§ **EXERCISE DESCRIPTION**: Search the material below for "statue" and copy every line where it occurs.

── DATA FOR THE TASK

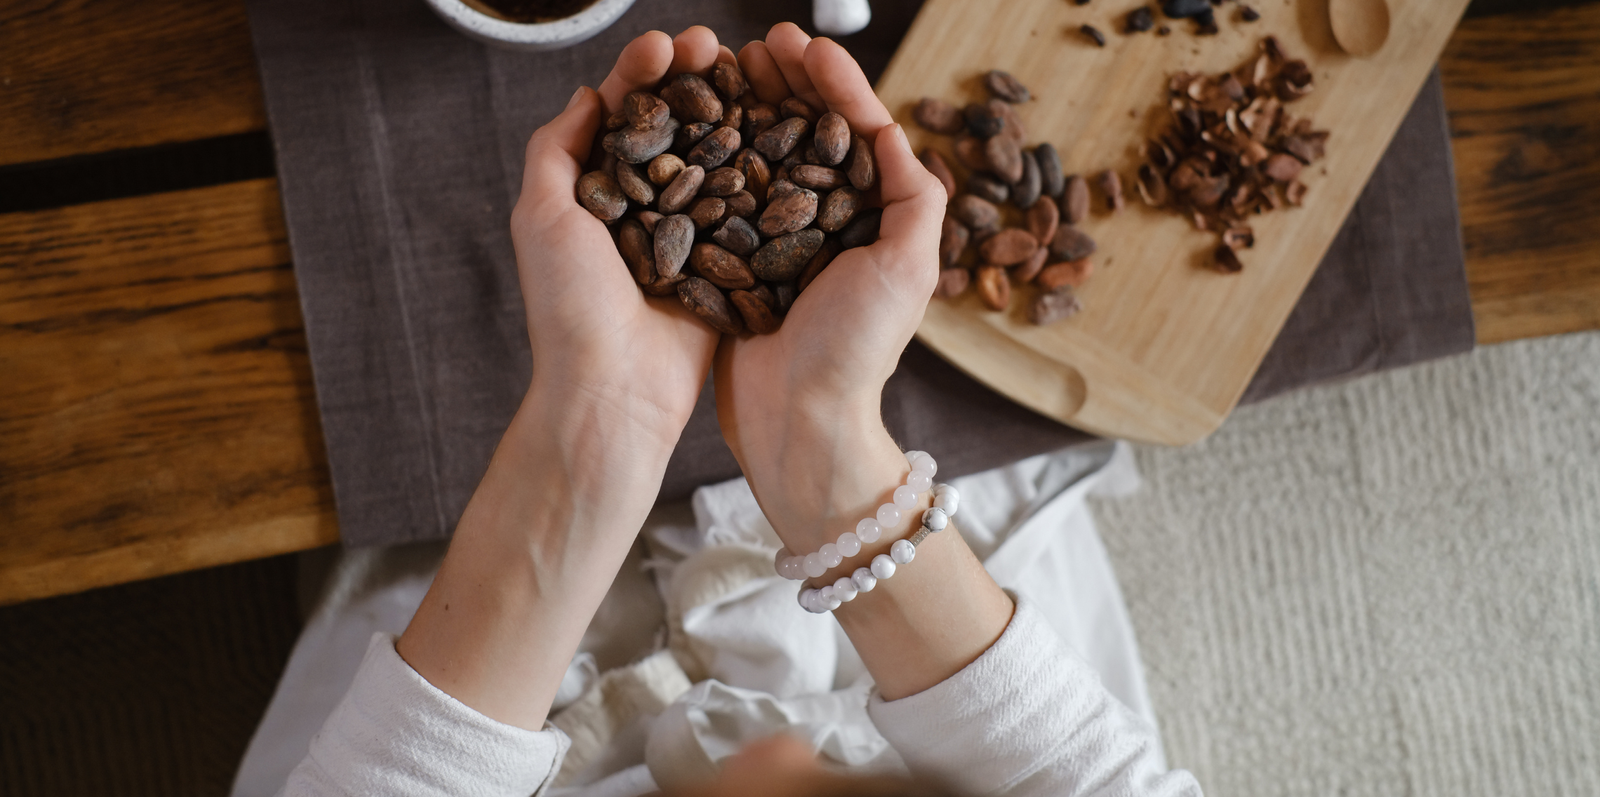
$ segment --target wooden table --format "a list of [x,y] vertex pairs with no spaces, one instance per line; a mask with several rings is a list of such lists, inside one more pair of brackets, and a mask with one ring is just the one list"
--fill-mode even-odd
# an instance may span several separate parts
[[[0,177],[264,129],[239,0],[24,5]],[[1443,70],[1479,341],[1600,328],[1600,3]],[[276,183],[0,214],[0,440],[0,604],[336,541]]]

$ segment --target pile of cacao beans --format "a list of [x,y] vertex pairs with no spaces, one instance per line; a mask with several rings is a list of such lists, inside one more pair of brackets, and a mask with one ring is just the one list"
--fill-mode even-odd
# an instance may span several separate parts
[[[939,150],[925,148],[920,155],[951,197],[935,295],[953,298],[975,284],[984,305],[1000,311],[1011,304],[1012,281],[1037,285],[1027,317],[1049,324],[1083,308],[1076,289],[1094,272],[1094,239],[1075,226],[1089,215],[1089,181],[1063,173],[1051,144],[1025,146],[1027,131],[1014,106],[1032,99],[1026,86],[1000,70],[983,82],[986,102],[957,108],[923,97],[912,111],[922,128],[955,137],[955,159],[966,172],[958,185]],[[1096,183],[1107,209],[1120,209],[1116,172],[1101,172]]]
[[878,238],[871,145],[837,113],[759,101],[737,66],[633,92],[604,128],[578,202],[646,293],[718,332],[776,331],[841,251]]

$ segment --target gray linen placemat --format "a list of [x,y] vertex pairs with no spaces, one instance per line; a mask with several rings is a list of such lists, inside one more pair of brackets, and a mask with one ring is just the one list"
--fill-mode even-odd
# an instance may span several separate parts
[[[248,0],[346,544],[449,535],[529,375],[507,232],[528,135],[650,29],[737,45],[809,2],[639,0],[553,53],[486,48],[420,2]],[[841,42],[871,78],[919,3],[873,3]],[[1437,75],[1246,398],[1472,346]],[[1090,439],[913,343],[884,396],[908,447],[970,473]],[[738,474],[703,393],[663,498]]]

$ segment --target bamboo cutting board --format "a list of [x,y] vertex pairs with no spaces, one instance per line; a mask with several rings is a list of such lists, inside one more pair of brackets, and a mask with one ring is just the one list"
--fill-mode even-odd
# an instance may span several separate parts
[[[1004,69],[1033,91],[1017,106],[1028,142],[1053,143],[1068,174],[1116,169],[1127,207],[1106,213],[1096,191],[1095,213],[1079,225],[1099,244],[1079,292],[1083,312],[1038,327],[1024,316],[1035,289],[1013,290],[999,313],[968,290],[935,299],[918,337],[1021,404],[1096,434],[1167,445],[1210,434],[1266,356],[1467,0],[1389,4],[1388,42],[1352,58],[1333,41],[1327,0],[1270,0],[1255,5],[1253,23],[1239,20],[1238,2],[1225,3],[1215,36],[1158,11],[1157,25],[1172,28],[1164,37],[1121,32],[1133,2],[928,0],[877,87],[912,145],[949,156],[951,139],[917,127],[912,107],[923,96],[981,99],[983,73]],[[1105,34],[1104,48],[1079,32],[1085,23]],[[1220,274],[1202,267],[1215,233],[1140,202],[1139,145],[1166,123],[1167,75],[1233,69],[1267,35],[1315,75],[1312,93],[1285,110],[1331,136],[1327,156],[1302,173],[1304,206],[1251,217],[1256,243],[1240,253],[1244,271]]]

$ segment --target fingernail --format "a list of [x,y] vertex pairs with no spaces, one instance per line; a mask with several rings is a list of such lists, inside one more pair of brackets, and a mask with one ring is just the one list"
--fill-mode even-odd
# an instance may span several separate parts
[[577,105],[578,100],[583,99],[583,93],[588,89],[588,86],[579,86],[577,91],[572,92],[572,99],[567,100],[567,110],[572,110],[572,106]]
[[894,140],[900,142],[900,148],[906,152],[911,151],[911,141],[906,138],[906,129],[896,124],[894,126]]

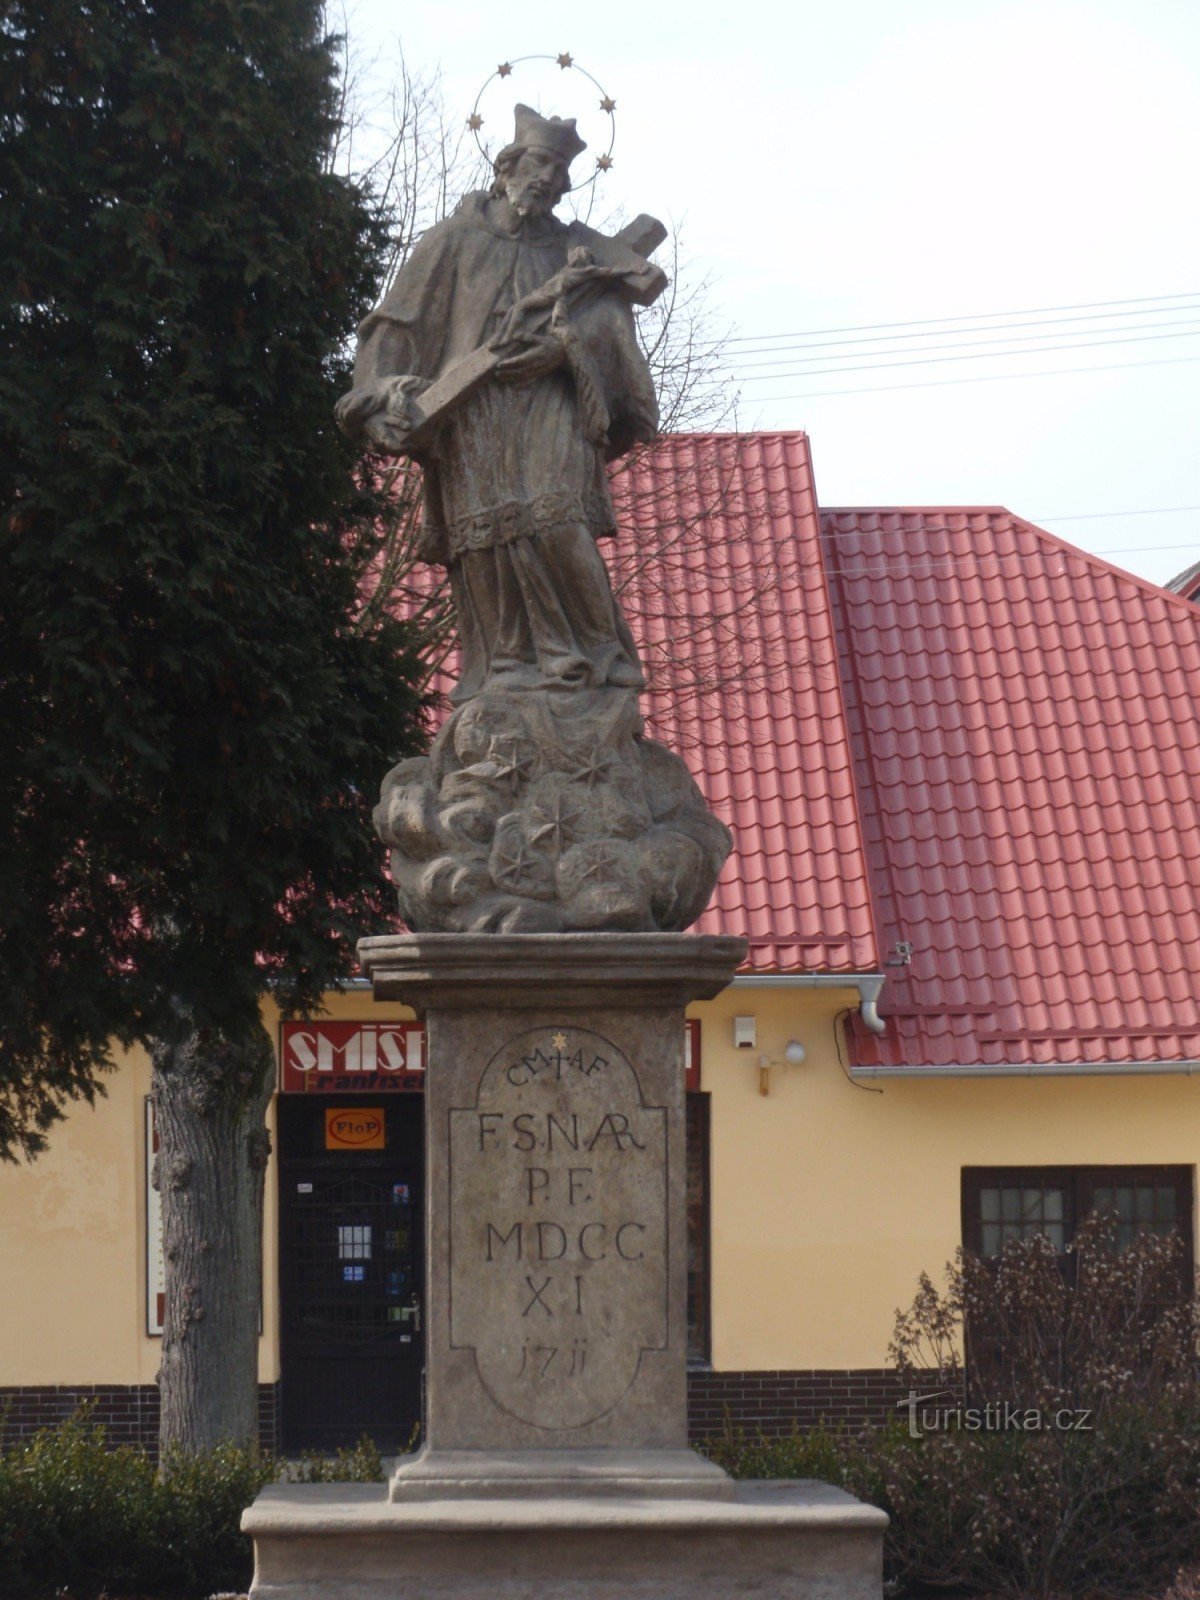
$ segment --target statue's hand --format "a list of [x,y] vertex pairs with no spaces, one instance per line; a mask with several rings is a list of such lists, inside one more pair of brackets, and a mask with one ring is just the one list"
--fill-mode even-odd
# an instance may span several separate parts
[[376,378],[343,395],[334,416],[352,439],[365,437],[387,455],[402,455],[419,420],[411,401],[428,387],[426,379],[408,374]]
[[385,456],[404,455],[412,437],[408,428],[390,422],[382,411],[373,417],[368,417],[362,431],[376,450],[381,450]]
[[411,373],[402,373],[399,377],[389,380],[387,419],[394,428],[407,431],[416,426],[418,418],[414,414],[412,403],[428,387],[428,378],[418,378]]
[[387,380],[384,404],[368,418],[364,430],[377,450],[392,456],[406,453],[420,420],[412,402],[428,387],[427,379],[407,373]]
[[532,335],[521,347],[497,363],[495,375],[501,383],[529,383],[541,378],[566,360],[562,340],[553,333]]

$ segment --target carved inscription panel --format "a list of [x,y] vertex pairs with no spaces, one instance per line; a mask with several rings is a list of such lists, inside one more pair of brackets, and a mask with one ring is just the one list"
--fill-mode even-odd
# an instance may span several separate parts
[[588,1029],[518,1034],[450,1118],[450,1342],[500,1409],[581,1428],[667,1342],[667,1113]]

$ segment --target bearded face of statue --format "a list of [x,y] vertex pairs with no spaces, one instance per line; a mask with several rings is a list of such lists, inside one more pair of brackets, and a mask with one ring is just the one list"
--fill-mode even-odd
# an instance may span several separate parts
[[503,174],[504,193],[522,217],[545,217],[558,204],[570,179],[561,157],[552,150],[522,150]]

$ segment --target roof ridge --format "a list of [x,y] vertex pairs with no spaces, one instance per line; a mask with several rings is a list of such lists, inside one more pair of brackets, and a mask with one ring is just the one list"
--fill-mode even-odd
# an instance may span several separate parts
[[890,511],[890,512],[893,512],[896,516],[901,516],[901,517],[916,516],[918,513],[925,512],[925,511],[943,511],[943,512],[945,512],[945,511],[956,511],[962,516],[972,516],[972,517],[976,517],[976,516],[979,516],[979,517],[982,517],[982,516],[996,516],[996,515],[1004,516],[1004,517],[1011,517],[1011,516],[1015,515],[1015,513],[1010,511],[1007,506],[1000,506],[1000,505],[995,505],[995,506],[976,506],[976,505],[953,505],[953,504],[947,505],[947,504],[944,504],[944,503],[942,503],[940,501],[933,501],[929,505],[909,505],[909,506],[898,506],[898,505],[822,506],[821,507],[821,515],[823,517],[826,517],[826,516],[828,516],[828,517],[844,516],[844,515],[849,514],[850,512],[859,512],[859,511],[871,511],[871,512],[874,512],[876,514],[878,514],[881,511]]
[[1116,573],[1118,577],[1125,578],[1130,583],[1136,583],[1140,588],[1148,590],[1151,594],[1163,595],[1169,600],[1178,601],[1200,623],[1200,610],[1197,609],[1195,602],[1189,600],[1186,595],[1179,594],[1173,589],[1168,589],[1164,584],[1155,583],[1152,578],[1143,578],[1138,572],[1130,572],[1128,567],[1118,566],[1115,561],[1106,561],[1103,556],[1098,556],[1091,550],[1083,550],[1079,545],[1071,544],[1069,540],[1064,539],[1061,534],[1051,533],[1050,529],[1043,528],[1040,522],[1031,522],[1028,517],[1022,517],[1016,511],[1006,510],[1005,514],[1010,516],[1014,522],[1019,522],[1023,528],[1028,528],[1031,533],[1036,533],[1040,538],[1052,541],[1060,549],[1068,551],[1073,556],[1082,556],[1090,566],[1097,567],[1103,572]]
[[[871,516],[915,517],[928,516],[931,513],[941,516],[1008,517],[1013,523],[1019,524],[1022,528],[1028,528],[1031,533],[1036,534],[1039,538],[1051,541],[1068,555],[1082,556],[1085,561],[1100,571],[1115,573],[1118,577],[1128,579],[1131,583],[1140,584],[1143,589],[1148,590],[1151,594],[1168,595],[1174,600],[1181,601],[1200,619],[1200,610],[1197,609],[1195,601],[1189,600],[1186,595],[1181,594],[1178,590],[1169,589],[1166,584],[1155,583],[1152,578],[1143,578],[1140,573],[1130,572],[1128,567],[1122,567],[1115,561],[1108,561],[1104,556],[1097,555],[1094,551],[1084,550],[1080,545],[1072,544],[1069,539],[1065,539],[1062,534],[1051,532],[1049,528],[1044,528],[1040,522],[1034,522],[1030,517],[1023,517],[1019,511],[1013,511],[1008,506],[936,503],[929,505],[822,506],[820,512],[822,518],[867,514]],[[1200,561],[1195,562],[1194,567],[1197,571],[1200,571]],[[1186,573],[1191,571],[1192,568],[1186,568],[1183,573],[1179,573],[1171,581],[1173,583],[1178,582],[1179,578],[1184,577]]]

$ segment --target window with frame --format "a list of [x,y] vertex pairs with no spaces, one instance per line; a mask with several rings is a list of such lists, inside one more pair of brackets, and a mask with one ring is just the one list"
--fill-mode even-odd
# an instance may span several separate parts
[[964,1248],[988,1259],[1012,1239],[1044,1234],[1068,1266],[1067,1246],[1083,1218],[1114,1218],[1124,1249],[1139,1234],[1177,1234],[1183,1241],[1186,1282],[1192,1293],[1193,1169],[1170,1167],[964,1167]]

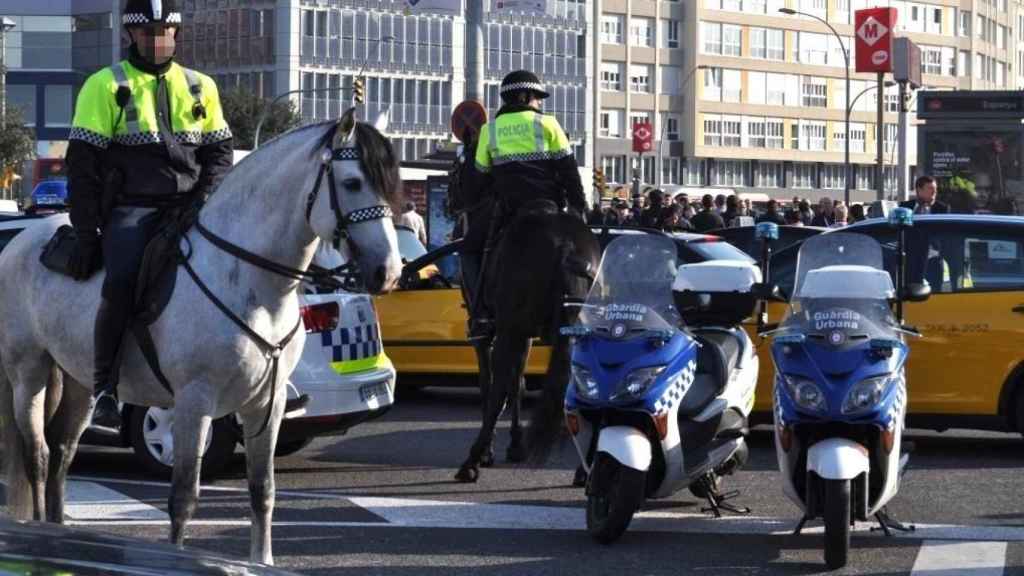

────

§ **YOUR SOLUTION**:
$ segment --target statue's hand --format "a list of [x,y] vertex pairs with no spaces, one instance per line; a mask with several rings is a list of such lists, inside one more pair of brackets, and a mask with one ring is just the one list"
$ segment --target bearded face of statue --format "a list of [x,y] vertex pairs with no spaces, one instance per line; a mask with several rings is a list of such lists, inside one more pair of brackets, and a mask with one ring is just the one list"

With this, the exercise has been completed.